# To be done
Repeat every line of the records below word for word, with nothing changed, added, or left out.

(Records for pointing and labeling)
============================================================
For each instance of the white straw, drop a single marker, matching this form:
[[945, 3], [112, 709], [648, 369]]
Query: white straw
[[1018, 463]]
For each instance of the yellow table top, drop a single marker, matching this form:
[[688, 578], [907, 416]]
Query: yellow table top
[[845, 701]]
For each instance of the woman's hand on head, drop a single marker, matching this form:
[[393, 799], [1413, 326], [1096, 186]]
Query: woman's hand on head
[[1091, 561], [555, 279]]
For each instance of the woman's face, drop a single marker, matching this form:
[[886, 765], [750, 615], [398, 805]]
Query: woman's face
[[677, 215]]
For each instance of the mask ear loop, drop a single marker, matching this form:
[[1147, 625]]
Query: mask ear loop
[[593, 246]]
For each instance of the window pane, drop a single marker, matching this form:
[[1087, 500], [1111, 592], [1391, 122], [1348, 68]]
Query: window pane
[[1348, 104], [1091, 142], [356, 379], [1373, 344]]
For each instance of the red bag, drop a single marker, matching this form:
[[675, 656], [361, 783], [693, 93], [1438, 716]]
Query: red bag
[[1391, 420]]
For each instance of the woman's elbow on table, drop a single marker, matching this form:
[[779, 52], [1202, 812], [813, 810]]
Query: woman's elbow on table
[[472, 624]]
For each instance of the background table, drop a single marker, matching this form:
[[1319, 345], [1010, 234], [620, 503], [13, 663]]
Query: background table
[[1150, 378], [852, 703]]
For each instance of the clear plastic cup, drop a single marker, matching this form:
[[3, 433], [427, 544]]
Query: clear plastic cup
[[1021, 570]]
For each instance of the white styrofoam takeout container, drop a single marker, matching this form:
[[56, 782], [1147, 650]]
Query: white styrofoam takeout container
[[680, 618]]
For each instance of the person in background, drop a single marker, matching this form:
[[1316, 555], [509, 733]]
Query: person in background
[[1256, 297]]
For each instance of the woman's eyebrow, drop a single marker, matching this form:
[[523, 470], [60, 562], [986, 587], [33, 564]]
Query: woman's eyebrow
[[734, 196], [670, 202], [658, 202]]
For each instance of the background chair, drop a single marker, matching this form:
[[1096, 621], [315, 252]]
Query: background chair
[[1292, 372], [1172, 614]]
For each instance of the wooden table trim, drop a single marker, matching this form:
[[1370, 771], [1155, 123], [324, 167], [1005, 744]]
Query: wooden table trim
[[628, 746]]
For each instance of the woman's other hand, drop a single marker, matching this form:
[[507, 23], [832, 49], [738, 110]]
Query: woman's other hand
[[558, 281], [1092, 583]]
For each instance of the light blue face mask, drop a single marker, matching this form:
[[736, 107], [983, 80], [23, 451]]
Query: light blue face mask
============================================================
# Answer
For each instance of the white straw, drop a single marker, matching this form:
[[945, 3], [112, 709], [648, 369]]
Query: white straw
[[1018, 463]]
For each instance of the yellow table top, drop a single marker, matching this form:
[[688, 578], [907, 416]]
Query: yellow table top
[[845, 701]]
For each instance of the woman's hand on head, drop a single marker, matching this form:
[[393, 799], [1413, 326], [1096, 186]]
Query: woman's hand on head
[[1091, 561], [555, 279]]
For each instance of the woman's face, drop a single marker, matching this form:
[[886, 765], [750, 615], [398, 805]]
Query: woman's face
[[677, 215]]
For each instance of the mask ear loop, drop a single marker, matching this form:
[[1147, 625]]
Query: mask ear loop
[[593, 246]]
For each instance of the window pane, drop a single marker, matching this form:
[[1087, 500], [1111, 592], [1391, 122], [1348, 68]]
Query: window pane
[[1348, 104], [1091, 142], [356, 379], [1373, 344]]
For each instance of the red bag, drop a single marker, matching this form:
[[675, 656], [361, 783], [693, 93], [1438, 716]]
Query: red bag
[[1391, 420]]
For each instance of the woman's elbow on table, drop a single marker, matching this form:
[[779, 52], [1202, 812], [813, 810]]
Query: woman's elbow on table
[[472, 624]]
For each instance of the background table, drop a single marker, matching this form:
[[1319, 345], [1010, 234], [620, 503], [13, 663]]
Query: background table
[[1150, 378], [852, 703]]
For each instance of the clear plastic cup, drop a single marker, matching this form:
[[3, 433], [427, 544]]
Query: clear plastic cup
[[1021, 570]]
For each instance of the white styrofoam takeout container, drop a single marker, matching this form:
[[56, 782], [1147, 650]]
Query: white styrofoam takeout container
[[680, 618]]
For each instance of the person in background, drop a single marker, matching this form:
[[1316, 555], [509, 733]]
Query: person in background
[[1256, 297]]
For each instance of the woman's eyebrow, drop a single marker, matching this form:
[[523, 470], [60, 562], [986, 587], [33, 564]]
Query: woman's eyebrow
[[734, 196], [670, 202], [658, 202]]
For each instance of the background chair, drop a single marker, matching this form:
[[1096, 621], [315, 252]]
Query: background chair
[[1292, 372], [1172, 614]]
For each instance of the wooden table trim, drop a single marker, matching this form:
[[1370, 771], [1155, 123], [324, 167], [1005, 744]]
Query: wooden table trim
[[628, 746]]
For each instance of the woman's other hand, drop a single marker, matching this form:
[[507, 23], [832, 49], [738, 110]]
Query: woman's other hand
[[558, 281], [1092, 583]]
For each instance of the light blue face mask, drop a single marker, matching this form:
[[736, 107], [983, 80], [23, 451]]
Query: light blue face mask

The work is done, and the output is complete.